TEXT EXCERPT:
# # #

The basis of Haring's art was always the drawn line. Beginning to practice his draughtsmanship as a child around the kitchen table, Haring continued cultivating his artistic proclivity during his studies at Pittsburgh's Ivy School of Professional Art. There, he came across the work of Pierre Alechinsky, Jean Dubuffet and Fernand Léger. Inspired by their spontaneity of gesture and unrepressed use of color, Haring further honed his free-flowing line, materialized in his vibrant subway drawings of the late 1970s and early 1980s. Concerned with the relevance of his imagery, he perpetually pushed contemporaneous art historical discourse into forward-looking trends that echoed the world around him. "Living in 1984, the role of the artist has to be different from what it was fifty, or even twenty years ago," he declared. "I am continually amazed at the number of artists who continue working as if the camera were never invented, as if Andy Warhol never existed, as if airplanes and computers and videotape were never heard of" (Keith Haring, quoted in 'Untitled Statement' , Flash Art). In 1984, he thus produced the present Cruella de Vil, and the following year, he realized his iconic Andy Mouse character in painting for the first time, conflating Walt Disney's infamous Mickey and the facial features of his friend and fellow artist Andy Warhol.

# # #

EXTRACTED MATERIAL:
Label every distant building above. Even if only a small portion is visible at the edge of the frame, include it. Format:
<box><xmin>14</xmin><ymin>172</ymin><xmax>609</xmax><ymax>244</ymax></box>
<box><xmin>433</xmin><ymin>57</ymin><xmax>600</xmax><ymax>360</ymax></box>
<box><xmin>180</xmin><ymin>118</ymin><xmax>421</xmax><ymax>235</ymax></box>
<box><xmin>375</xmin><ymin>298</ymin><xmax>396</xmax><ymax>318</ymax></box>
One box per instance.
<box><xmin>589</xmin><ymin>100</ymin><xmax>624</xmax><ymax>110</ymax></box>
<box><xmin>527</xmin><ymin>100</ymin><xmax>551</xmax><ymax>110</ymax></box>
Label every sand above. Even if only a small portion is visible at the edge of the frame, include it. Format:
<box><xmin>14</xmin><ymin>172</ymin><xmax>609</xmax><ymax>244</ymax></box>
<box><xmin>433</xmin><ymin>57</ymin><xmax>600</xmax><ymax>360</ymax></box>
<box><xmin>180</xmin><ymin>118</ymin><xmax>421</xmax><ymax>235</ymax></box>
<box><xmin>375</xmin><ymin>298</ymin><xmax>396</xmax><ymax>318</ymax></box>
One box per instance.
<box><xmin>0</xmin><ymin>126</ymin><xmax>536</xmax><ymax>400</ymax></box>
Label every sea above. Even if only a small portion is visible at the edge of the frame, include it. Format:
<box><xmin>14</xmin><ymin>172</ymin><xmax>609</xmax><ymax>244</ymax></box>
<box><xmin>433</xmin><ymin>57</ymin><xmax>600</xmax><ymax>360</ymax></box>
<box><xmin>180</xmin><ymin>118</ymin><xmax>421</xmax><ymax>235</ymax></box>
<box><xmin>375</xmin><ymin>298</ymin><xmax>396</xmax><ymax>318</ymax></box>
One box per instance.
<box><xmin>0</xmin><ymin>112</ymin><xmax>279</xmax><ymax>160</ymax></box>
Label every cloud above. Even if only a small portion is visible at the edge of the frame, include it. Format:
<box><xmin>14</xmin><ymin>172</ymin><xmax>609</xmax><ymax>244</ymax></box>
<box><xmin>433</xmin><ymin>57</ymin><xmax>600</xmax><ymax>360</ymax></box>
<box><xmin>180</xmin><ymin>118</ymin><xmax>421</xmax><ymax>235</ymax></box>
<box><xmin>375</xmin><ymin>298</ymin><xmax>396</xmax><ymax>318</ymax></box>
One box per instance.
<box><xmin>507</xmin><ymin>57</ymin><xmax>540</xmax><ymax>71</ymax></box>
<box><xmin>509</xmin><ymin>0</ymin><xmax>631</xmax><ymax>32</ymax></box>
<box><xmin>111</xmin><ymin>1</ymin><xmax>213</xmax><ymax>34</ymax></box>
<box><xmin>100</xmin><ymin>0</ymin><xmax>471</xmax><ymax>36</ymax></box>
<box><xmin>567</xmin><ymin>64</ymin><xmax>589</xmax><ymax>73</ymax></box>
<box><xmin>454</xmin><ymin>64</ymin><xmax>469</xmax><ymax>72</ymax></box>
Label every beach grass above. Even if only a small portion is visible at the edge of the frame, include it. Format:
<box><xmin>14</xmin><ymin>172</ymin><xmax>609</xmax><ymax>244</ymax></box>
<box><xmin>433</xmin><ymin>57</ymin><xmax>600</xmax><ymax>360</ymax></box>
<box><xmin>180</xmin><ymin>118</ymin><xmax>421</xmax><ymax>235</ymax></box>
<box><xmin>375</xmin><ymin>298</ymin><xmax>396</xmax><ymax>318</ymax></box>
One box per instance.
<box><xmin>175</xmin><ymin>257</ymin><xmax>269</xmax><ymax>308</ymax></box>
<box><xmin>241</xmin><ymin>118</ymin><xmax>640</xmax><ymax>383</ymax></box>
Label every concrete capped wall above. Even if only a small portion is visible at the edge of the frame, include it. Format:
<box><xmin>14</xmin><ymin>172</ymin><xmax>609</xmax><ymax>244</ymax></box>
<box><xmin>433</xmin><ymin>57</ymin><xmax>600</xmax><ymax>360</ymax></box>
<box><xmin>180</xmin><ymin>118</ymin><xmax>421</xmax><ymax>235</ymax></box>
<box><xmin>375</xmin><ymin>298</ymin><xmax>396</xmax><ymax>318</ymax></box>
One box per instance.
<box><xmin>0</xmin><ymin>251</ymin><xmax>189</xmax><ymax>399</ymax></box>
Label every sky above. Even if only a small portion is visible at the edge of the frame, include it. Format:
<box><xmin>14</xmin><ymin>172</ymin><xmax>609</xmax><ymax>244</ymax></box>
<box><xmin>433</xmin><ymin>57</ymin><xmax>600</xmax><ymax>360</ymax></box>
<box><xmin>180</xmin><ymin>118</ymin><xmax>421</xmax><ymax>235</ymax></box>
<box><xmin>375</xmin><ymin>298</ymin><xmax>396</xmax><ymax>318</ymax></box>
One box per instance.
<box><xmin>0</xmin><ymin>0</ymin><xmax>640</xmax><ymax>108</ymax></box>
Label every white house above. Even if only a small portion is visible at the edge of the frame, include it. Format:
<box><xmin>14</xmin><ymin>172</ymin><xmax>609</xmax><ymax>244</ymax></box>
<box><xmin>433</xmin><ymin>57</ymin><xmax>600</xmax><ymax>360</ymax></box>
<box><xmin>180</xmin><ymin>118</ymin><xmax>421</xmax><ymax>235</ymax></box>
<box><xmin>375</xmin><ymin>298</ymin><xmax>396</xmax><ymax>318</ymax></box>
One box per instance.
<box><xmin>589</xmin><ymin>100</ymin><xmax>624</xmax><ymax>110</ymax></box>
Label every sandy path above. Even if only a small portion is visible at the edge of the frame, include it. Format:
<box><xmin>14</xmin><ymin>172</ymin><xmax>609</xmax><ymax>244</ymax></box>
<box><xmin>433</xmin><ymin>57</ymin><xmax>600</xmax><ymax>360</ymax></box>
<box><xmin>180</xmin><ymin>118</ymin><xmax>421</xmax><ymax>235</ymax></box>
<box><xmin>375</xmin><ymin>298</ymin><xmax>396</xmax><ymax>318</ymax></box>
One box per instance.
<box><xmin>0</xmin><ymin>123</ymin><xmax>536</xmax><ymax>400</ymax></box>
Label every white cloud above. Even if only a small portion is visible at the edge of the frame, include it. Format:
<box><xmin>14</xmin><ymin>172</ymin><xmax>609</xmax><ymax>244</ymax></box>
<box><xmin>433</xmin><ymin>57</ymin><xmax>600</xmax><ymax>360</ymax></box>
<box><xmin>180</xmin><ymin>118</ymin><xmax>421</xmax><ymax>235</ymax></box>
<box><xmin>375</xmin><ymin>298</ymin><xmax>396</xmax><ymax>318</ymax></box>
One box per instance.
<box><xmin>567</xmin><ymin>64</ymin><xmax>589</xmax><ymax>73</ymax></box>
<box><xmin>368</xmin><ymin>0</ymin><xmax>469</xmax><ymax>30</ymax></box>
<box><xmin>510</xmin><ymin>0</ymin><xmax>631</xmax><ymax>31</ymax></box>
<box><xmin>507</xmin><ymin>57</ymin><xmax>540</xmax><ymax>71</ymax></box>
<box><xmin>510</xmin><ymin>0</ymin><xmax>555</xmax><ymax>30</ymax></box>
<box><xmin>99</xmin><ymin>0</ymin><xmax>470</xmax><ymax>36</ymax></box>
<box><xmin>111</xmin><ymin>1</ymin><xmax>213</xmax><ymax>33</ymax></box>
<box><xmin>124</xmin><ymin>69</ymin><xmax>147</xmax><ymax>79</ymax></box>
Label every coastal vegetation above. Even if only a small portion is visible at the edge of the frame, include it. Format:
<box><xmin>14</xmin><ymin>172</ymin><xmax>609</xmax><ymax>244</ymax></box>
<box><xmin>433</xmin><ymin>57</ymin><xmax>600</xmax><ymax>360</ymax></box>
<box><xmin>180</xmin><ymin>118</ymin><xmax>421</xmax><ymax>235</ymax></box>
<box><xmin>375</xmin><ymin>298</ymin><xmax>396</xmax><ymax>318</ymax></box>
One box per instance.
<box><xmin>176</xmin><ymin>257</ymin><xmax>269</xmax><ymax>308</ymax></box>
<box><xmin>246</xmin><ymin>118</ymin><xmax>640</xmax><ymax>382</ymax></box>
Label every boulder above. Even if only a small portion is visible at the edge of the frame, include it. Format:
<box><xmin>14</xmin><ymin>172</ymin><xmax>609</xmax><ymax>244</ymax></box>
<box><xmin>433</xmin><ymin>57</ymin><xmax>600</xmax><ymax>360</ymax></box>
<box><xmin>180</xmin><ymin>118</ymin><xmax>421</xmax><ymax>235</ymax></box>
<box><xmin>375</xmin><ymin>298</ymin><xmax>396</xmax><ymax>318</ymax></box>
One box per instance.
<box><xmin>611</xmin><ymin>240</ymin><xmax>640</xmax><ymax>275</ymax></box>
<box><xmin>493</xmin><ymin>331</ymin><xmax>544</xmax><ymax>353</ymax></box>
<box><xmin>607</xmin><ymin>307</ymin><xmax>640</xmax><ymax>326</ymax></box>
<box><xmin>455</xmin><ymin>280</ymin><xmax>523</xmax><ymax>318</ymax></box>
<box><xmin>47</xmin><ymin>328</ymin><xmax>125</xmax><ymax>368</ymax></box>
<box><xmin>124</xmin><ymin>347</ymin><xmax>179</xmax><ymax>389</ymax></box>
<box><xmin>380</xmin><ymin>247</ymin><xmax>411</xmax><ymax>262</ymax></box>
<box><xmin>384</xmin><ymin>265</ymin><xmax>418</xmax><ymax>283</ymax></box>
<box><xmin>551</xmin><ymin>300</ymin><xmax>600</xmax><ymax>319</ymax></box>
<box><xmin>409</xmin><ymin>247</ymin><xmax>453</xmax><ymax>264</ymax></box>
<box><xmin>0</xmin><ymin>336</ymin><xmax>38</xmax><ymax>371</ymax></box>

# # #

WHAT IS REQUIRED: From the passage on Keith Haring's art, list the artists whose work Haring came across during his studies at Pittsburgh's Ivy School of Professional Art.

THE ANSWER: Pierre Alechinsky, Jean Dubuffet, Fernand Léger